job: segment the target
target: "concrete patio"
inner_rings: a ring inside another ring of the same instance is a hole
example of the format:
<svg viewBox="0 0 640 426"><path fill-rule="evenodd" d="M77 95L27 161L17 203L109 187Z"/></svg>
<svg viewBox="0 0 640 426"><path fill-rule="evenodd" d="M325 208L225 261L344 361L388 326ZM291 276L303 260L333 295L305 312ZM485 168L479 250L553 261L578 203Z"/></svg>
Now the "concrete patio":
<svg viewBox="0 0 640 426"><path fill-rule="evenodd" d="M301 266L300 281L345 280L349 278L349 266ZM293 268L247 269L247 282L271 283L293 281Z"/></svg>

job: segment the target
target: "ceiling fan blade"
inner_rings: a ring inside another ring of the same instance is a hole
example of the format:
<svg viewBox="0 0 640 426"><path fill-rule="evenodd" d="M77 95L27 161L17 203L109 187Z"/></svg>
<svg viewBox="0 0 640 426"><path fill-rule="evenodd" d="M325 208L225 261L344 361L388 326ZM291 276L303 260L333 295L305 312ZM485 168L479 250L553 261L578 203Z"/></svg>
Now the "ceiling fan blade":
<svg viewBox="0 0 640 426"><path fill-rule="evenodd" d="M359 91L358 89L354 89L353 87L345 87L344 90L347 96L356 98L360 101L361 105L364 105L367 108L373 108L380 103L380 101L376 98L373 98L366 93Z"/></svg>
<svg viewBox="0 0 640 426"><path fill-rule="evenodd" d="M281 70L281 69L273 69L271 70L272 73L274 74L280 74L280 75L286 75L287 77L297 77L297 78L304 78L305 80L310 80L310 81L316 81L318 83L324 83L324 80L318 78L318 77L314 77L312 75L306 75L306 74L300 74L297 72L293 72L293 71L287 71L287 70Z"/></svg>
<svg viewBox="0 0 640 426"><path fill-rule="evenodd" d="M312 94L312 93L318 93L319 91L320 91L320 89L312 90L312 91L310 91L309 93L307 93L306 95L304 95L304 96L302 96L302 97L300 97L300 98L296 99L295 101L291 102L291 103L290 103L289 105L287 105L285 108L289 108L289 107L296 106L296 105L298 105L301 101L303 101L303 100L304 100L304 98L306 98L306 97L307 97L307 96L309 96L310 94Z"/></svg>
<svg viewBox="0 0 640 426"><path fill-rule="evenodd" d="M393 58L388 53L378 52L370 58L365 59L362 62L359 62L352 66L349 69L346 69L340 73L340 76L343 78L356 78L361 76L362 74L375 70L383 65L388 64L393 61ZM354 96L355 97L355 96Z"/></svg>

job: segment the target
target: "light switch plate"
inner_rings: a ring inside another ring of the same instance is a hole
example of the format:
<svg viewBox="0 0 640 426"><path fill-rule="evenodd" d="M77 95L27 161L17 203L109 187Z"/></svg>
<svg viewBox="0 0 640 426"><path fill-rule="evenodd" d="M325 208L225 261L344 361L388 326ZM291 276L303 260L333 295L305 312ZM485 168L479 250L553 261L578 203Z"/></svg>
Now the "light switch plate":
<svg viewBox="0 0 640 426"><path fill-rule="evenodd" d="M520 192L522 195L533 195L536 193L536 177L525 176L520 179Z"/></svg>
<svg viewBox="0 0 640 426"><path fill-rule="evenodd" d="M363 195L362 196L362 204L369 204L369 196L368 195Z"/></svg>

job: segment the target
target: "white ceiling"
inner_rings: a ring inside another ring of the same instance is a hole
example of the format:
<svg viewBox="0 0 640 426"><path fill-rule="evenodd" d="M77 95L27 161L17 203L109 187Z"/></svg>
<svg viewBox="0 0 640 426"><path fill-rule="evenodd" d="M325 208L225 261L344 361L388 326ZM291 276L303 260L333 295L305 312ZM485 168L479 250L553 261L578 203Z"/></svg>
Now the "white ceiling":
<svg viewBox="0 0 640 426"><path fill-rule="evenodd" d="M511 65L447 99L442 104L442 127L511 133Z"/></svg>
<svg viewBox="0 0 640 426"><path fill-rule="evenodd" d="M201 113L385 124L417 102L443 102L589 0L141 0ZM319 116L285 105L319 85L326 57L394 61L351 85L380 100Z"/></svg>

····················

(Your assignment)
Go through the listing and transcribe all of it exactly.

(Expected output)
job: segment the target
target: "concrete patio"
inner_rings: a ring inside another ring of the same instance is a hole
example of the format:
<svg viewBox="0 0 640 426"><path fill-rule="evenodd" d="M77 95L27 161L17 203L109 187Z"/></svg>
<svg viewBox="0 0 640 426"><path fill-rule="evenodd" d="M325 208L225 261L344 361L388 326ZM291 276L303 260L333 295L305 312ZM485 168L479 250L553 261L578 203Z"/></svg>
Now the "concrete patio":
<svg viewBox="0 0 640 426"><path fill-rule="evenodd" d="M301 266L300 281L345 280L349 278L349 266ZM293 268L247 269L247 282L271 283L293 281Z"/></svg>

job: segment the target
target: "ceiling fan blade"
inner_rings: a ring inside another ring of the same instance is a hole
example of the format:
<svg viewBox="0 0 640 426"><path fill-rule="evenodd" d="M77 95L27 161L17 203L109 187Z"/></svg>
<svg viewBox="0 0 640 426"><path fill-rule="evenodd" d="M325 208L225 261L344 361L388 326ZM291 276L303 260L333 295L305 312ZM485 168L479 250L553 261L578 203Z"/></svg>
Now the "ceiling fan blade":
<svg viewBox="0 0 640 426"><path fill-rule="evenodd" d="M359 91L358 89L354 89L353 87L345 87L344 90L347 96L356 98L360 101L361 105L364 105L367 108L373 108L380 103L380 101L376 98L373 98L366 93Z"/></svg>
<svg viewBox="0 0 640 426"><path fill-rule="evenodd" d="M281 70L281 69L273 69L271 70L272 73L274 74L280 74L280 75L286 75L287 77L297 77L297 78L304 78L305 80L310 80L310 81L316 81L318 83L324 83L324 80L318 78L318 77L314 77L312 75L306 75L306 74L300 74L297 72L293 72L293 71L287 71L287 70Z"/></svg>
<svg viewBox="0 0 640 426"><path fill-rule="evenodd" d="M312 94L312 93L318 93L319 91L320 91L320 89L312 90L312 91L310 91L309 93L307 93L306 95L304 95L304 96L302 96L302 97L300 97L300 98L296 99L295 101L291 102L291 103L290 103L289 105L287 105L285 108L289 108L289 107L296 106L296 105L298 105L301 101L303 101L303 100L304 100L304 98L306 98L306 97L307 97L307 96L309 96L310 94Z"/></svg>
<svg viewBox="0 0 640 426"><path fill-rule="evenodd" d="M393 58L388 53L378 52L370 58L365 59L362 62L359 62L352 66L349 69L346 69L340 73L340 76L343 78L356 78L361 76L362 74L375 70L383 65L388 64L393 61ZM354 96L355 97L355 96Z"/></svg>

job: segment the target
target: "light switch plate"
inner_rings: a ring inside another ring of the same instance is a hole
example of the format:
<svg viewBox="0 0 640 426"><path fill-rule="evenodd" d="M77 95L27 161L17 203L109 187Z"/></svg>
<svg viewBox="0 0 640 426"><path fill-rule="evenodd" d="M325 208L225 261L344 361L388 326ZM291 276L303 260L333 295L305 312ZM485 168L479 250L553 261L578 203Z"/></svg>
Now the "light switch plate":
<svg viewBox="0 0 640 426"><path fill-rule="evenodd" d="M520 192L522 195L533 195L536 193L536 177L525 176L520 179Z"/></svg>
<svg viewBox="0 0 640 426"><path fill-rule="evenodd" d="M363 195L362 196L362 204L369 204L369 196L368 195Z"/></svg>

job: segment the target
target: "white ceiling"
inner_rings: a ring inside another ring of the same instance is a hole
example of the format:
<svg viewBox="0 0 640 426"><path fill-rule="evenodd" d="M77 95L27 161L17 203L109 187Z"/></svg>
<svg viewBox="0 0 640 426"><path fill-rule="evenodd" d="M325 208L225 261L344 361L388 326ZM291 276L303 260L333 295L305 312ZM485 168L479 250L553 261L578 203Z"/></svg>
Now the "white ceiling":
<svg viewBox="0 0 640 426"><path fill-rule="evenodd" d="M511 65L447 99L442 104L442 127L511 133Z"/></svg>
<svg viewBox="0 0 640 426"><path fill-rule="evenodd" d="M201 113L385 124L417 102L443 102L589 0L141 0ZM319 116L285 105L319 85L326 57L394 61L351 85L380 100Z"/></svg>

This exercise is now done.